■ PETUNJUK
Menurut teks tentang koefisien dasar bangunan di bawah, mengapa KDB mengatur besaran luas bangunan yang menutupi permukaan tanah? Jawab dalam satu kalimat.

■ TEKS

Mengenal Koefisien Dasar Bangunan (KDB) beserta Cara Menghitungnya
Terakhir diperbarui 15 Oktober 2024 · 5 min read · by Septian Nugraha
Koefisien dasar bangunan atau KDB adalah faktor yang harus diperhatikan dalam setiap proses pembangunan, baik gedung bertingkat maupun rumah.
Pembangunan gedung atau rumah tidak bisa dilakukan sembarangan, prosesnya harus mengikuti regulasi dan aturan yang sudah ditetapkan pemerintah.
Salah satunya berkenaan dengan KDB, yang mengatur besaran luas bangunan yang menutupi permukaan tanah agar tercipta tata ruang kota terkendali.
Aturan tersebut harus dipatuhi, jika melanggar maka akan ada sanksi dari pemerintah bagi pelaku pembangunan dan pemilik bangunan.
Lantas, apa itu KDB dan fungsinya secara luas? Lalu, bagaimana cara menghitungnya?
Untuk menjawab pertanyaan tersebut, baca ulasan lengkapnya di bawah ini.
Mengenal Apa Itu KDB
Pengertian mengenai KDB dijelaskan secara rinci dalam Peraturan Pemerintah Nomor 36 Tahun 2005.
Disebutkan dalam Pasal 1 poin 8 beleid tersebut, bahwa:
“Koefisien dasar bangunan atau KDB adalah angka persentase perbandingan antara luas seluruh lantai dasar bangunan gedung dan luas lahan/tanah perpetakan/daerah perencanaan yang dikuasai sesuai rencana tata ruang dan rencana tata bangunan dan lingkungan.”
Sederhananya, koefisien dasar bangunan adalah batas maksimal lahan yang boleh dibangun dalam suatu bidang tanah.
Baca juga:
Mengenal Jaminan Pemeliharaan Konstruksi, Garansi Kerusakan Bangunan
Tujuan dan Fungsi KDB
Aturan mengenai KDB tentu dibuat bukan tanpa alasan, tetapi ada sejumlah fungsi krusial yang berhubungan dengan tata ruang kota di suatu wilayah.
Selain mengatur besaran luas bangunan yang menutupi permukaan tanah, berikut sejumlah fungsi koefisien dasar bangunan:
1. Menciptakan Ruang Terbuka Hijau (RTH)
Seperti yang telah disebutkan di atas, tujuan dari koefisien dasar bangunan adalah untuk mengatur luasan bangunan yang menutupi permukaan tanah.

■ DATA YANG DIBERIKAN
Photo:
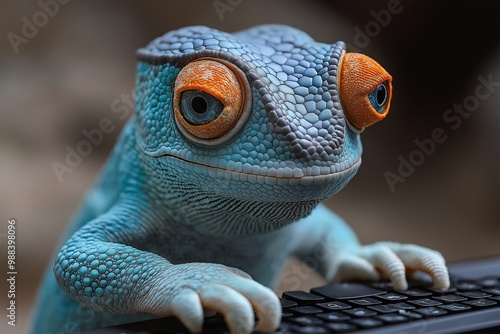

■ JAWABAN
KDB mengatur besaran luas bangunan yang menutupi permukaan tanah agar tercipta tata ruang kota yang terkendali.